Goal = Pick up the mailing-list post below about restricting WireGuard to IPv4 and continue it from the point where it stops.

Extract to read =

==================================================

WG interface to ipv4

Kalin KOZHUHAROV me.kalin at gmail.com
Mon May 7 08:49:27 CEST 2018

I've written that yesterday, but forgot to post it, it was left in the Drafts...
While some of the content was touched upon already, so I tried to edit
it to reflect the current state of this thread...

On Sun, May 6, 2018 at 3:21 AM, Jason A. Donenfeld <Jason at zx2c4.com> wrote:
> On Sat, May 5, 2018 at 10:18 AM, ѽ҉ᶬḳ℠ <vtol at gmx.net> wrote:
>> It would certainly instill more confidence in network security/control
> Why? Can you outline the threat model?
It is not exactly a "security model", rather that KISS or limit attack
surface, disable what is not needed principle.
Also it speeds up security audits :-) By (at least my) definition, a
security audit needs to check (at least) all exposed surfaces, so
reducing them at the core helps tremendously.

> As I mentioned earlier, to disable v6 socket creation, pass
> ipv6.disable=1 on the kernel command line, or just unload the v6
> module.
I tried both, without success... On a freshly booted box:
# dmesg |grep command
2018-05-06T08:33:34,000000+0200 Kernel command line:
BOOT_IMAGE=/boot/vmlinuz root=/dev/sda ro rootdelay=3 net.ifnames=0

# lsmod |grep wireguard
wireguard             141025  0
ip6_udp_tunnel          1367  1 wireguard
udp_tunnel              1859  1 wireguard
ipv6                  253477  1 wireguard
# lsmod |grep -P "ipv*6"
ip6_udp_tunnel          1367  1 wireguard
ipv6                  253477  1 wireguard

# rmmod ipv6
rmmod: ERROR: Module ipv6 is in use by: wireguard
# rmmod -f ipv6
rmmod: ERROR: could not remove 'ipv6': Resource temporarily unavailable
rmmod: ERROR: could not remove module ipv6: Resource temporarily unavailable

Hmm... Oh yes, on that kernel I forgot to enable
CONFIG_MODULE_FORCE_UNLOAD  ... oh yes, will retest later.

Well... so, this does disable listening on udp6 socket though `netstat
-unelp|grep udp6` :-)

But it does load ipv6 and ip6_udp_tunnel anyway without needing them apparently.

For a real security and ipv4-only box, I will not compile the ipv6
stuff at all, but I often try to keep same kernel config for boxes
that do use ipv6 and those that don't.
And as mentioned already, there are use cases where one wants to
enable some services on ipv4 others on ipv6 and some on both (and I
thing of WG as a service in the broad sense).

>> Which brings up the next point, I have asked previously twice about -
>> wildcard ip . How to bind WG to a particular iface/subnet, as  a
>> another matter of network security?

==================================================

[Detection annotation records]

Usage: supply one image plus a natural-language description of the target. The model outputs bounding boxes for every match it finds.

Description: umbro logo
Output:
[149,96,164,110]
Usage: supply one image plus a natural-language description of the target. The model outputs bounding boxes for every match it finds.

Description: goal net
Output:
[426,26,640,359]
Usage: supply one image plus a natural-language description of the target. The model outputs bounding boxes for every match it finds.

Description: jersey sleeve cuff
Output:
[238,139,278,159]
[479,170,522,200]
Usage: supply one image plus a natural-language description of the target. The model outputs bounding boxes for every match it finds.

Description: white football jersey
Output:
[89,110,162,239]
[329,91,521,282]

==================================================

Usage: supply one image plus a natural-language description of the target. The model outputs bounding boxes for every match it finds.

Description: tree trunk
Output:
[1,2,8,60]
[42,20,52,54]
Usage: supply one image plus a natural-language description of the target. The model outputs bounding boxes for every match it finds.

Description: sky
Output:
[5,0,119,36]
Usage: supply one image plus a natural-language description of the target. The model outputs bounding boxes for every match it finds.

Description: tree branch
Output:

==================================================

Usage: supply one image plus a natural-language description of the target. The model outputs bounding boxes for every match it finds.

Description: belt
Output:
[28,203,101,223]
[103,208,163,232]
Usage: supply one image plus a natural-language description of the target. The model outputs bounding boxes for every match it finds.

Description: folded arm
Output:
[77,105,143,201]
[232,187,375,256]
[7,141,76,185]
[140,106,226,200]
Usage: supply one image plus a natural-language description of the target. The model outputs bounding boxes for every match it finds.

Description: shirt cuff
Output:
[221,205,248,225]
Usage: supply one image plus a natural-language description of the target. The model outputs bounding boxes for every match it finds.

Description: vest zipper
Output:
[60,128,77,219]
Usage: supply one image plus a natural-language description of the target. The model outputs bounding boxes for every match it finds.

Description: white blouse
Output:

==================================================

The answer =
> Why is this a matter of network security? WireGuard will ignore
> packets that don't have the correct authentication tag. If you're
> receiving authentic packets, you're receiving authentic packets, and
> the origin shouldn't matter, in terms of the packets' authenticity. In
> other words, if an attacker has stolen a private key, this is the
> problem to address.
Well that is true in the simplest of scenarios - trust a box
ultimately (box has private keys, not "user").
May be I want to detect/prevent when some network changes (box gets
moved, stollen,  BGP hacked, etc.).
Hard thinking of an example...
I trust (the voice of) of my friend calling me from his registered
phone, but will do additional "checks" if s/he suddenly calls me from
unknown phone or my parents' house number...
(and yes numbers can easily be spoofed, as well as IP addresses)

> Anyway, regardless of this, if you want to filter
> out packets coming from a certain interface, a certain subnet, or any
> other characteristics, use netfilter and make these preferences
> explicit in your rules, rather than the implicit details of listening
> sockets.
Well, again it is a choice of complexity. If one wants
defense-in-depth, it is better to be able to control it at the source
as well.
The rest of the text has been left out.